• Request: Reproduce all of the entries below word for word, leaving out the pictures.

• Task inputs:
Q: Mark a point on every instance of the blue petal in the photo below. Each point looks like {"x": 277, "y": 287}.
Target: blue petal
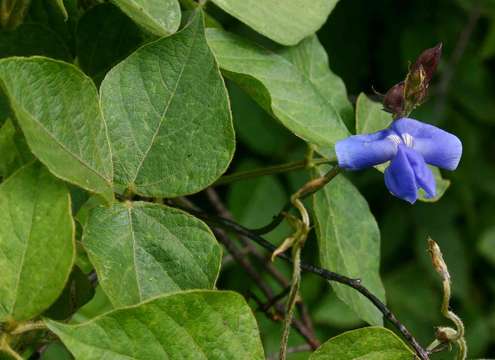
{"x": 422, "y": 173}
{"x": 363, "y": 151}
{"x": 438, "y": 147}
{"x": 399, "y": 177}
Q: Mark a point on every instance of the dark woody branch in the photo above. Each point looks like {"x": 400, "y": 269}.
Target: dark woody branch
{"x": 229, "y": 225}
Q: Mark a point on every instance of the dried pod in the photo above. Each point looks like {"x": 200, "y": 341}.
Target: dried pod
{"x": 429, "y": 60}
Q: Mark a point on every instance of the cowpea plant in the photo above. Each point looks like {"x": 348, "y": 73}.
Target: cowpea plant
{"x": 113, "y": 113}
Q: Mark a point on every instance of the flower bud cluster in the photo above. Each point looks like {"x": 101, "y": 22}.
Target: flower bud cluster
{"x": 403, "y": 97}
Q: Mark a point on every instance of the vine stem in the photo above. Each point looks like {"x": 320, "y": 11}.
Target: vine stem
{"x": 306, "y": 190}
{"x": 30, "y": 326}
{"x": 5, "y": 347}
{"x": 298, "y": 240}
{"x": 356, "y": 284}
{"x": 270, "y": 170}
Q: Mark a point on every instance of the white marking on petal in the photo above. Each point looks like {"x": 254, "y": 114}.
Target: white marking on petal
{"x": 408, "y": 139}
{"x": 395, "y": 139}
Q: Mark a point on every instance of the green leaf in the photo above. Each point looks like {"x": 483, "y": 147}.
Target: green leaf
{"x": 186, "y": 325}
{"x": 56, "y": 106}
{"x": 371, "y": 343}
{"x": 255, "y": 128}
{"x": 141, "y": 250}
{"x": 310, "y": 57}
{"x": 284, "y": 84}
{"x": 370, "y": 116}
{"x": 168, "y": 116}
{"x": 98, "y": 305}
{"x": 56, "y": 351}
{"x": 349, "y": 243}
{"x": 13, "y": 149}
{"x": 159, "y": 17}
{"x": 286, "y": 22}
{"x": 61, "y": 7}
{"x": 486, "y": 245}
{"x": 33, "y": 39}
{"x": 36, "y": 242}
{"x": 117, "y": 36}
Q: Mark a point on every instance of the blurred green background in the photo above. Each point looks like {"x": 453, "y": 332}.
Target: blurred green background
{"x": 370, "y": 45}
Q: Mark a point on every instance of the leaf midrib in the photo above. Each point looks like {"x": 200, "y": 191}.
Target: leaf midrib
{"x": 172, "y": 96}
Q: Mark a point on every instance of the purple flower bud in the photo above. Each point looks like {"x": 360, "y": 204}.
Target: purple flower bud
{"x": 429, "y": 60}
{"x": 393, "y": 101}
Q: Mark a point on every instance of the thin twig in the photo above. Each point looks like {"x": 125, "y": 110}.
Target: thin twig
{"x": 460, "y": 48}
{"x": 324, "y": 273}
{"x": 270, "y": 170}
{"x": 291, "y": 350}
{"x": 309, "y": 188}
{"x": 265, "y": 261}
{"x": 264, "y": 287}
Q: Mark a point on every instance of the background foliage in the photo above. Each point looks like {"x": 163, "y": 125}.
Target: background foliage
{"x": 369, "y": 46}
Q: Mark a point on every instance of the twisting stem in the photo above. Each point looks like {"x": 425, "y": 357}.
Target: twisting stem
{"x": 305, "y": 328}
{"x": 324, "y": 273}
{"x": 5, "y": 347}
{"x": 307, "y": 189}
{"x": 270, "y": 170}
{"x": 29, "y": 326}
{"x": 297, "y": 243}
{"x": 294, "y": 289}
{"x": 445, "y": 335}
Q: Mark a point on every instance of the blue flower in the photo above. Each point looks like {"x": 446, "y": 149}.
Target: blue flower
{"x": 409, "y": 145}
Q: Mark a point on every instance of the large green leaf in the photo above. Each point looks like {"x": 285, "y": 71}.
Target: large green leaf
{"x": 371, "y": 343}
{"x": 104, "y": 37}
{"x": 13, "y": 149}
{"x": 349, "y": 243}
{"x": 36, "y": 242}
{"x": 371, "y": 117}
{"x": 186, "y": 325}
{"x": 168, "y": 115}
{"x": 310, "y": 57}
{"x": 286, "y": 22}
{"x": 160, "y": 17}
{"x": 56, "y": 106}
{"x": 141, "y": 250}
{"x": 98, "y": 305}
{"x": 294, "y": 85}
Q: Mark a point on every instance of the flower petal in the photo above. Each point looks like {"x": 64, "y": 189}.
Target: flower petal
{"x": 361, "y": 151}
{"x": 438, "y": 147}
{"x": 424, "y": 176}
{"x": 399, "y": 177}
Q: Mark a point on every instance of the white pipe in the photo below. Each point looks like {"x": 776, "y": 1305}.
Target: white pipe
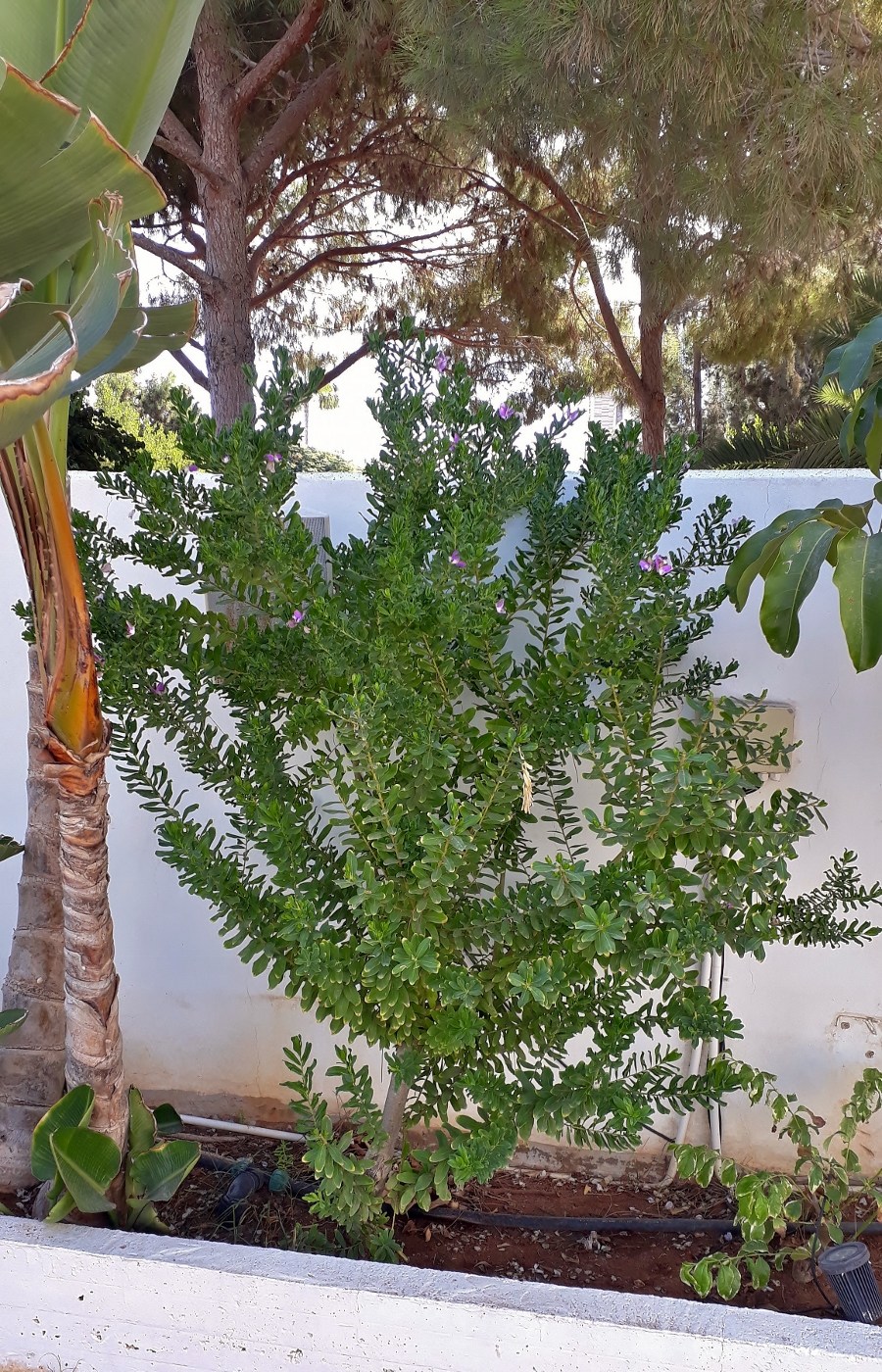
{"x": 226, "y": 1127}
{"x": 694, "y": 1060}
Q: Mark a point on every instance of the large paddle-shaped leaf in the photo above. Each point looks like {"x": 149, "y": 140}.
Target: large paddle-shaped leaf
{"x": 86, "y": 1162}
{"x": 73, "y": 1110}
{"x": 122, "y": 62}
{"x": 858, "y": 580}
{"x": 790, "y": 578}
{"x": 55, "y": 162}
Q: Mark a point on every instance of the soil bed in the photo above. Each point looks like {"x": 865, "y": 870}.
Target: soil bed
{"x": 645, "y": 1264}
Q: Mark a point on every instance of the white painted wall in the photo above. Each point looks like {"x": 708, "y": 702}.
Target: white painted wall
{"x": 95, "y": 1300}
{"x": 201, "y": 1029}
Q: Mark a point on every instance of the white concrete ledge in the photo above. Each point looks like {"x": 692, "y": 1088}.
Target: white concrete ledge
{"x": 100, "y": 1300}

• The reply:
Q: Mark a point on every instance of the blue petal in the photo below. Each point looks like {"x": 277, "y": 287}.
Target: blue petal
{"x": 422, "y": 173}
{"x": 363, "y": 151}
{"x": 438, "y": 147}
{"x": 399, "y": 177}
Q: Mark a point on every instance of the dark woody branch in the photo above. Each point looks like {"x": 400, "y": 269}.
Target: dark woody branch
{"x": 229, "y": 225}
Q: Mark a point on every instance of the dried pod in the photo above. Each point looks like {"x": 200, "y": 341}.
Target: dried pod
{"x": 429, "y": 60}
Q: Mark a point on every instance of the cowpea plant in the photo above. Each point looks like {"x": 348, "y": 73}.
Target: cowpea plant
{"x": 113, "y": 113}
Q: Mark a point on every instance of the flower bud cluster in the photo above. Each point looks like {"x": 101, "y": 22}.
Target: flower bud cluster
{"x": 403, "y": 97}
Q: Mark a point on every instance of the vine stem in the photo above. Each point looks like {"x": 320, "y": 11}.
Target: vine stem
{"x": 306, "y": 190}
{"x": 30, "y": 326}
{"x": 5, "y": 347}
{"x": 298, "y": 240}
{"x": 356, "y": 284}
{"x": 270, "y": 170}
Q: Mark a point on every instance of the white marking on petal in the photo above. Each point looks like {"x": 254, "y": 114}.
Target: white marking on petal
{"x": 408, "y": 139}
{"x": 395, "y": 139}
Q: Mark a point on every instance of the green leaf in the photo above. Each point looks like {"x": 483, "y": 147}.
Target: green leaf
{"x": 186, "y": 325}
{"x": 56, "y": 106}
{"x": 371, "y": 343}
{"x": 255, "y": 128}
{"x": 141, "y": 250}
{"x": 310, "y": 57}
{"x": 284, "y": 84}
{"x": 370, "y": 116}
{"x": 168, "y": 116}
{"x": 98, "y": 305}
{"x": 56, "y": 351}
{"x": 349, "y": 243}
{"x": 13, "y": 149}
{"x": 159, "y": 17}
{"x": 286, "y": 22}
{"x": 61, "y": 7}
{"x": 486, "y": 245}
{"x": 33, "y": 39}
{"x": 36, "y": 242}
{"x": 117, "y": 36}
Q: Mark a point on every instance of the blurred green background in the photo above. Each point looks like {"x": 453, "y": 332}.
Target: blurred green background
{"x": 370, "y": 45}
Q: Mark a point on every instance of the leaf midrib in the photo above. Each point looks like {"x": 200, "y": 191}.
Target: leaf midrib
{"x": 172, "y": 96}
Q: Mark a point on every instance of the purple flower bud in the photo above. Each point looks like {"x": 360, "y": 204}.
Target: purple flower bud
{"x": 429, "y": 60}
{"x": 393, "y": 101}
Q: Mark a point on every instance of the thin twig in the photo above. Each point looks like {"x": 125, "y": 110}.
Target: thin twig
{"x": 460, "y": 48}
{"x": 324, "y": 273}
{"x": 270, "y": 170}
{"x": 291, "y": 350}
{"x": 309, "y": 188}
{"x": 265, "y": 261}
{"x": 264, "y": 287}
Q: Mark a point on every instance of the background foliage in the photo above. Each point looks like {"x": 163, "y": 125}.
Target: background foliage
{"x": 369, "y": 46}
Q: Mark a point on every instance of the twisting stem in the photo above. Each point looks like {"x": 425, "y": 357}.
Target: twisting stem
{"x": 305, "y": 328}
{"x": 324, "y": 273}
{"x": 5, "y": 347}
{"x": 307, "y": 189}
{"x": 270, "y": 170}
{"x": 29, "y": 326}
{"x": 297, "y": 243}
{"x": 294, "y": 289}
{"x": 445, "y": 335}
Q: Mark a point on every instance of the blue flower in the photo above. Each point looks like {"x": 446, "y": 149}.
Target: blue flower
{"x": 409, "y": 145}
Q: Mark a point on every instance of the large green leaf in the photo above. Each point looks like {"x": 285, "y": 71}.
Target: large green leaf
{"x": 371, "y": 343}
{"x": 104, "y": 37}
{"x": 13, "y": 149}
{"x": 349, "y": 243}
{"x": 36, "y": 242}
{"x": 371, "y": 117}
{"x": 186, "y": 325}
{"x": 168, "y": 115}
{"x": 310, "y": 57}
{"x": 286, "y": 22}
{"x": 160, "y": 17}
{"x": 56, "y": 106}
{"x": 141, "y": 250}
{"x": 98, "y": 305}
{"x": 294, "y": 85}
Q: Mark a point on every instance of the flower petal in the photo above. Each point looks like {"x": 64, "y": 189}.
Target: flower petal
{"x": 361, "y": 151}
{"x": 438, "y": 147}
{"x": 424, "y": 176}
{"x": 399, "y": 177}
Q: Mark a point on every instance of the white pipe in the photo below. Each point looks like {"x": 776, "y": 1305}.
Target: white pipe
{"x": 226, "y": 1127}
{"x": 694, "y": 1060}
Q: Mark a point on every instance of the large paddle-shaped leaf in the photo above. Each point looks like {"x": 149, "y": 140}.
Target: large paddle-shaped leaf
{"x": 86, "y": 1162}
{"x": 73, "y": 1110}
{"x": 122, "y": 62}
{"x": 858, "y": 580}
{"x": 790, "y": 578}
{"x": 55, "y": 162}
Q: Mark a point on every instance of the soil bed in the photo above. Each point looks like {"x": 865, "y": 870}.
Target: soil bed
{"x": 645, "y": 1264}
Q: Mark a point on every instance of the white painted wall in the photo above. Each point looks like {"x": 708, "y": 702}.
Target: white painted wall
{"x": 95, "y": 1300}
{"x": 201, "y": 1029}
Q: Mark a point on every instance of the white concrete ledge in the photo above. Each point looks like {"x": 692, "y": 1088}.
Target: white concrete ledge
{"x": 100, "y": 1300}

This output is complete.